What the task requires:
Gather every line of the records that contains the word "wooden", and copy each one.

Raw data:
※
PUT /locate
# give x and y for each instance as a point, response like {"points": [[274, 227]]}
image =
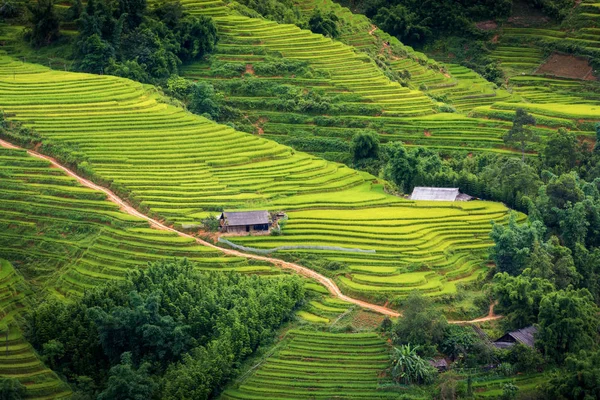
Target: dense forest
{"points": [[328, 118], [167, 332]]}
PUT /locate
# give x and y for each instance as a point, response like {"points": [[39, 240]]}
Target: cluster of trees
{"points": [[423, 333], [286, 11], [168, 332], [546, 267], [127, 38], [418, 22]]}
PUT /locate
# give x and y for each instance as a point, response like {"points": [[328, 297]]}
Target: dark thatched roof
{"points": [[438, 194], [525, 336], [242, 218]]}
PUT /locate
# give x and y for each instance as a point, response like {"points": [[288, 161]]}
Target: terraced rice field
{"points": [[367, 97], [316, 365], [188, 167], [72, 238], [417, 245], [18, 360]]}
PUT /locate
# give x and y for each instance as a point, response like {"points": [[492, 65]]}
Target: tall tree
{"points": [[420, 325], [520, 133], [560, 152], [513, 244], [568, 323], [44, 23]]}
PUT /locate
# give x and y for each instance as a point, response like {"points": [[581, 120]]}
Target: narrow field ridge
{"points": [[323, 280]]}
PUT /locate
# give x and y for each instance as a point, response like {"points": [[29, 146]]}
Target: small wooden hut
{"points": [[438, 194], [525, 336], [244, 222]]}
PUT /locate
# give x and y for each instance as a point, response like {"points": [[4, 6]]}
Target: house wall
{"points": [[241, 229]]}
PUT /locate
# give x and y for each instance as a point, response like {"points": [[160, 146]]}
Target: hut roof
{"points": [[236, 218], [525, 336], [434, 194], [438, 363]]}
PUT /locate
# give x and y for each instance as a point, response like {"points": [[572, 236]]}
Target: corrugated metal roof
{"points": [[525, 335], [237, 218], [434, 194]]}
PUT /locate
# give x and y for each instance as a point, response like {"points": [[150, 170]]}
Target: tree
{"points": [[11, 389], [509, 391], [597, 145], [409, 368], [197, 37], [560, 152], [53, 351], [421, 324], [553, 262], [125, 382], [513, 244], [509, 180], [579, 380], [458, 341], [365, 145], [520, 133], [325, 24], [519, 298], [44, 23], [568, 322], [404, 24], [204, 100], [95, 54], [399, 168], [563, 190]]}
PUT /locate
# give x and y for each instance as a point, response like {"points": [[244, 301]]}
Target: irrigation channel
{"points": [[306, 272]]}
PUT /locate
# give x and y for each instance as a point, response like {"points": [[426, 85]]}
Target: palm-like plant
{"points": [[409, 368]]}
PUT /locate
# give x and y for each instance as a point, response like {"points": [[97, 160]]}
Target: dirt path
{"points": [[490, 317], [309, 273]]}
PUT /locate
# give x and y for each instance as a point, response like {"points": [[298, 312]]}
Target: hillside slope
{"points": [[187, 167]]}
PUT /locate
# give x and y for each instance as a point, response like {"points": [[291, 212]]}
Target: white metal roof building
{"points": [[438, 194]]}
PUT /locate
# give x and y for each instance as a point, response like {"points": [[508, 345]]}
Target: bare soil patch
{"points": [[566, 66], [489, 25]]}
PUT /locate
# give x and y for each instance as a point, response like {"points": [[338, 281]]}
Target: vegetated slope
{"points": [[537, 71], [18, 360], [183, 167], [359, 87], [320, 365], [458, 86], [69, 238]]}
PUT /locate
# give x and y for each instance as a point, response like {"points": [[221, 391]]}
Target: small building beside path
{"points": [[438, 194], [524, 336], [245, 222]]}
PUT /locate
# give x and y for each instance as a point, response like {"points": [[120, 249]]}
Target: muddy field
{"points": [[567, 66]]}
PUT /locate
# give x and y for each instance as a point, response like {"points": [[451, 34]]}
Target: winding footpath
{"points": [[309, 273]]}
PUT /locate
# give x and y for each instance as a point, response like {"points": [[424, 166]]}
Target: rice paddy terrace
{"points": [[318, 365], [18, 360], [345, 72], [68, 238], [559, 89], [182, 167]]}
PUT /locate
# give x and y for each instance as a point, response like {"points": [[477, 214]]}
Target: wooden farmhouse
{"points": [[525, 336], [244, 222], [438, 194]]}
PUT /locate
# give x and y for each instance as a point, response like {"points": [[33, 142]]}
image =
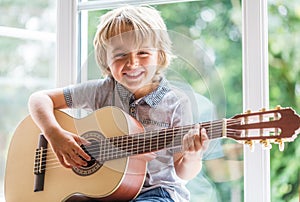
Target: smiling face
{"points": [[132, 63]]}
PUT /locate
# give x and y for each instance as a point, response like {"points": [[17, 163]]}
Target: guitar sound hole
{"points": [[93, 150]]}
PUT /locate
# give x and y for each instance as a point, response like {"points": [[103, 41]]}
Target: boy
{"points": [[132, 47]]}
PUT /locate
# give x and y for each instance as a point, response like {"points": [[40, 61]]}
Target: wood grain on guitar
{"points": [[34, 174]]}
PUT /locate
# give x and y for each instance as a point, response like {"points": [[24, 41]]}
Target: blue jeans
{"points": [[154, 195]]}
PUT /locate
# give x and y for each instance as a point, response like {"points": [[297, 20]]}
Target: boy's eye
{"points": [[143, 53], [119, 55]]}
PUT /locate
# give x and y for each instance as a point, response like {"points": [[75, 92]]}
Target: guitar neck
{"points": [[150, 141]]}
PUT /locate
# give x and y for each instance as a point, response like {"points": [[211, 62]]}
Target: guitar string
{"points": [[136, 140], [166, 132], [50, 165], [53, 163]]}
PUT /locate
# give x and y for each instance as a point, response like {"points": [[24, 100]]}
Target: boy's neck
{"points": [[145, 90]]}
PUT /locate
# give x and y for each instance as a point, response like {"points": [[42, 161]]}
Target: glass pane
{"points": [[25, 65], [284, 66], [207, 41], [38, 15], [23, 73]]}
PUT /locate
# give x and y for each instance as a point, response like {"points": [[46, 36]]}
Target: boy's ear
{"points": [[162, 58]]}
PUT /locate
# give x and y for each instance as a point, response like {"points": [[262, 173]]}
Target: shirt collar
{"points": [[152, 99]]}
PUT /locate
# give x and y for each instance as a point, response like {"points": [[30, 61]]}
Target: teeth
{"points": [[134, 73]]}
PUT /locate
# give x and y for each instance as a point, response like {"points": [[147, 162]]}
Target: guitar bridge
{"points": [[40, 164]]}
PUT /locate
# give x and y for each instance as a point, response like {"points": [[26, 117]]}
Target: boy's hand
{"points": [[66, 147]]}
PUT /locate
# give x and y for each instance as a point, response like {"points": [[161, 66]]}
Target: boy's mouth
{"points": [[133, 74]]}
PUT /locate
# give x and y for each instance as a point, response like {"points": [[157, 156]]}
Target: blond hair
{"points": [[148, 23]]}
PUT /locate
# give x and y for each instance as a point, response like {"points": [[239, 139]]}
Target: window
{"points": [[27, 41]]}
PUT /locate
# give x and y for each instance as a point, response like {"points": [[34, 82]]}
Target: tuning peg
{"points": [[280, 144], [263, 109], [266, 144], [250, 144]]}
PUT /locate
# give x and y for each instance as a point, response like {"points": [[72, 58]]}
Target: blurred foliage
{"points": [[216, 25]]}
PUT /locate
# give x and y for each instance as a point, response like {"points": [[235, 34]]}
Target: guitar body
{"points": [[114, 180]]}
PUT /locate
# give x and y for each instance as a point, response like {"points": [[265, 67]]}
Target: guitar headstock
{"points": [[266, 126]]}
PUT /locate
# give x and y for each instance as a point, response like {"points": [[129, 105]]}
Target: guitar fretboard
{"points": [[128, 145]]}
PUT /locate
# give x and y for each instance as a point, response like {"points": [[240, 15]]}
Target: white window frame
{"points": [[255, 73]]}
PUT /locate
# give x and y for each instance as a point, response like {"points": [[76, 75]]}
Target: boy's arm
{"points": [[66, 145]]}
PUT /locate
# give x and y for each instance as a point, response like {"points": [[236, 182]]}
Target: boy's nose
{"points": [[132, 60]]}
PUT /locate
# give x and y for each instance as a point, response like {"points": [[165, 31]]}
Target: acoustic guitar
{"points": [[34, 174]]}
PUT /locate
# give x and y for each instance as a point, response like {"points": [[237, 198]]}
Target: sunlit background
{"points": [[27, 64]]}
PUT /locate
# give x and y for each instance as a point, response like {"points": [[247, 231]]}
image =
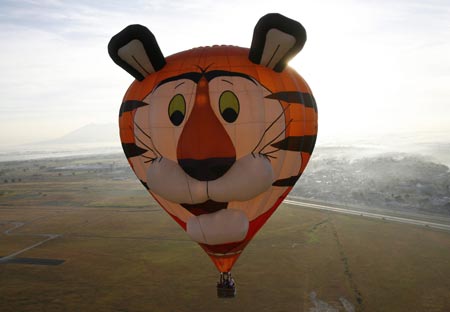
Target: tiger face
{"points": [[218, 135]]}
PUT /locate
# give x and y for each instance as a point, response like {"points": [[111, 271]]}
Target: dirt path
{"points": [[17, 225]]}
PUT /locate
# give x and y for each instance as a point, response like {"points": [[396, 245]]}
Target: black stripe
{"points": [[286, 181], [297, 143], [130, 105], [132, 150], [195, 77], [144, 184], [224, 73], [304, 98]]}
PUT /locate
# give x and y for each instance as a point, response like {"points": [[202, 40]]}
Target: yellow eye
{"points": [[229, 106], [177, 109]]}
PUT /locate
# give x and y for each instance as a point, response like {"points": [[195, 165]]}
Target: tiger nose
{"points": [[206, 169]]}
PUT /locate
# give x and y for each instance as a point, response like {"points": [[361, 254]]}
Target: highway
{"points": [[424, 223]]}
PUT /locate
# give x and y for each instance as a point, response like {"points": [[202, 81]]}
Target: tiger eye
{"points": [[177, 109], [229, 106]]}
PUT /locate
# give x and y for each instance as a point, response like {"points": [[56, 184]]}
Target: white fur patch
{"points": [[167, 179], [248, 177], [221, 227]]}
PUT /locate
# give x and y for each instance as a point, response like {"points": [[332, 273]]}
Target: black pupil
{"points": [[177, 118], [229, 114]]}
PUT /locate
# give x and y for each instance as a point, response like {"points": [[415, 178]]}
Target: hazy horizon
{"points": [[374, 67]]}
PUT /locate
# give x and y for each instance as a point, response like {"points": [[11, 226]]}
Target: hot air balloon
{"points": [[218, 135]]}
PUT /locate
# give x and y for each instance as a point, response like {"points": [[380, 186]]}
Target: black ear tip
{"points": [[138, 60], [276, 30]]}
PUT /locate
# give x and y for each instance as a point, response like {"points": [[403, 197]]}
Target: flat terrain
{"points": [[121, 252]]}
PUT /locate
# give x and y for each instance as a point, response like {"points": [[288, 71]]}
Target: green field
{"points": [[123, 253]]}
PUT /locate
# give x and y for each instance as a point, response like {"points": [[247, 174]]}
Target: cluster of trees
{"points": [[395, 181]]}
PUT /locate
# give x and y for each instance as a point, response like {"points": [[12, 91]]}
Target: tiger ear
{"points": [[276, 39], [135, 49]]}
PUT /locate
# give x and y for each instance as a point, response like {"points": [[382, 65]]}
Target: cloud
{"points": [[368, 63]]}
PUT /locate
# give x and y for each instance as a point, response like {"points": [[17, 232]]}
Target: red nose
{"points": [[205, 151]]}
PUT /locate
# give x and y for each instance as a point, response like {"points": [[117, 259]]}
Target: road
{"points": [[425, 223], [16, 225]]}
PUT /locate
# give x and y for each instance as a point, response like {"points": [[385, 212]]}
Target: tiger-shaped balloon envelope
{"points": [[218, 135]]}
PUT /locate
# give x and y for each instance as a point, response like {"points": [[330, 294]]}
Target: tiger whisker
{"points": [[271, 152], [151, 140], [268, 128], [150, 160]]}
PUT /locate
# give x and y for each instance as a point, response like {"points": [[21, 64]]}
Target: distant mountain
{"points": [[91, 133]]}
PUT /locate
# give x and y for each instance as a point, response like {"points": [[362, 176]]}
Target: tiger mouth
{"points": [[208, 206]]}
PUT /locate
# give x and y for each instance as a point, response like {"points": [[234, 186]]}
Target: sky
{"points": [[373, 66]]}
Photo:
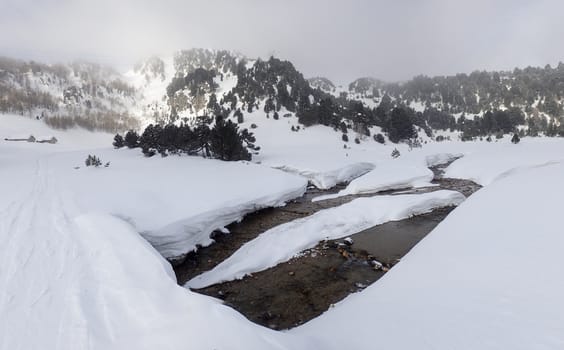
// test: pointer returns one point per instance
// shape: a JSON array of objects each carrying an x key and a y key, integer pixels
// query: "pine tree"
[
  {"x": 119, "y": 142},
  {"x": 226, "y": 142},
  {"x": 131, "y": 139}
]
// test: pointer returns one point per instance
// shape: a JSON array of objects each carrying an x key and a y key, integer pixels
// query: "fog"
[{"x": 342, "y": 40}]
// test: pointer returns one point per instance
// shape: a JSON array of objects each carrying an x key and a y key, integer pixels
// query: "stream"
[{"x": 299, "y": 290}]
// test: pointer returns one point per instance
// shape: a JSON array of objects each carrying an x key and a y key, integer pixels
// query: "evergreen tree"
[
  {"x": 400, "y": 126},
  {"x": 131, "y": 139},
  {"x": 119, "y": 142},
  {"x": 226, "y": 142}
]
※
Answer to this problem:
Target: small wooden hut
Target: wooden farmhouse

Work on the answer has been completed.